Directive: Only the lines from the one with "Could you please point out the folded sweater" onward are wanted, through the last line of the entries, set down exactly.

--- Information shown ---

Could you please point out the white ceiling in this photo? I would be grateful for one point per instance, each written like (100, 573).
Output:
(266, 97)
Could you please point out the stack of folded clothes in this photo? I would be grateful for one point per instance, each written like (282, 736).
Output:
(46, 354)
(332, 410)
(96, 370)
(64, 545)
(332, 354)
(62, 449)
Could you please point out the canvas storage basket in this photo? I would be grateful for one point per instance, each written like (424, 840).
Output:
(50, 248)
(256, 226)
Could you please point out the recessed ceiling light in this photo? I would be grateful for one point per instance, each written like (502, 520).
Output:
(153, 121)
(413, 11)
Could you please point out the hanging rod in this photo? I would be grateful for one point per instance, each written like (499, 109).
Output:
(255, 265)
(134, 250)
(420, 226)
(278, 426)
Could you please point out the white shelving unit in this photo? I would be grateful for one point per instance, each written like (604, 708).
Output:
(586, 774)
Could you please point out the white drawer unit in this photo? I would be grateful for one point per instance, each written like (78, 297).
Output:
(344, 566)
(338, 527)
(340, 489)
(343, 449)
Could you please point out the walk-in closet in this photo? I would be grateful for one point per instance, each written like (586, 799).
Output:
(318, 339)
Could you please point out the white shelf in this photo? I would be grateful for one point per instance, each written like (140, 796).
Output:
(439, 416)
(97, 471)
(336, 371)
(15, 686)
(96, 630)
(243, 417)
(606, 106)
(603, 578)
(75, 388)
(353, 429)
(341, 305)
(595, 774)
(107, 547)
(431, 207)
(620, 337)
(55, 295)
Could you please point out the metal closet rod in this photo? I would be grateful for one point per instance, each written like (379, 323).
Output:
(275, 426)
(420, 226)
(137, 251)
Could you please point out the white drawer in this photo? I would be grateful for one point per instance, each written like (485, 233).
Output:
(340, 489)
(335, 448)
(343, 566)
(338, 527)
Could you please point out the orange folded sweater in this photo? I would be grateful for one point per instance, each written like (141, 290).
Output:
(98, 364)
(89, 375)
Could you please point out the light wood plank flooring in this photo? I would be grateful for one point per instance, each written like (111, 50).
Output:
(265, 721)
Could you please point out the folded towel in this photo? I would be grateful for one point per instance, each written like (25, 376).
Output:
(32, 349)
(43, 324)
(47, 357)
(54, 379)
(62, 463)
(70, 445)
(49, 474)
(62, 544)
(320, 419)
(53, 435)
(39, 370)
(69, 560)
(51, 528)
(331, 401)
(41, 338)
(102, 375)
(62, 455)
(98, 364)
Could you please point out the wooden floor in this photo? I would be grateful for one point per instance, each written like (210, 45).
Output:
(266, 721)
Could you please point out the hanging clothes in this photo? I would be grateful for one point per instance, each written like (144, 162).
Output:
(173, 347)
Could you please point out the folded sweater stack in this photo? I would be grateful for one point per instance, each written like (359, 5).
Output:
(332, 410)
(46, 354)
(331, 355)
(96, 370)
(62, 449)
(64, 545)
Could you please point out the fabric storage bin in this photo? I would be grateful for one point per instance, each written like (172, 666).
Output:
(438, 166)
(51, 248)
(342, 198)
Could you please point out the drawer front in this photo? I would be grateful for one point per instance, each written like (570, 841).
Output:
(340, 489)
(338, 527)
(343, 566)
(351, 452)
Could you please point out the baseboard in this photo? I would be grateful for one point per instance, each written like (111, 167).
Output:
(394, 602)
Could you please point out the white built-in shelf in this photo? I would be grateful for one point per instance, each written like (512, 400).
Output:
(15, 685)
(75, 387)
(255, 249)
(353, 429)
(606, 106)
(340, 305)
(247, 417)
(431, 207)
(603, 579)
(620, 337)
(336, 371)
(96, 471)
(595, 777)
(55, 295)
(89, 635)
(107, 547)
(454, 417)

---

Solution to this exercise:
Could you please point out the folded sweater stack in this photo? I would be grateful for one point per instance, each written like (359, 5).
Output:
(332, 410)
(46, 354)
(331, 355)
(96, 370)
(62, 449)
(64, 545)
Could you please point out the fabric storage bin in this photo? I would be grateful for one point per instance, each written like (172, 666).
Output:
(438, 166)
(51, 248)
(342, 198)
Could you please point out the drawer front in this photo? I would be grateful for one point per instance, each written like (570, 841).
Output:
(340, 489)
(338, 527)
(343, 566)
(351, 452)
Could you please point out the baseboard in this photo? I would be grateful for one point per instance, each written like (111, 167).
Output:
(394, 602)
Could you please point out the white built-in shelf in this photo? I would be grateful for one point per instance, each written like (512, 400).
Output:
(15, 685)
(75, 387)
(255, 249)
(353, 429)
(606, 106)
(340, 305)
(247, 417)
(431, 207)
(603, 579)
(620, 337)
(336, 371)
(96, 471)
(595, 777)
(55, 295)
(89, 635)
(107, 547)
(454, 417)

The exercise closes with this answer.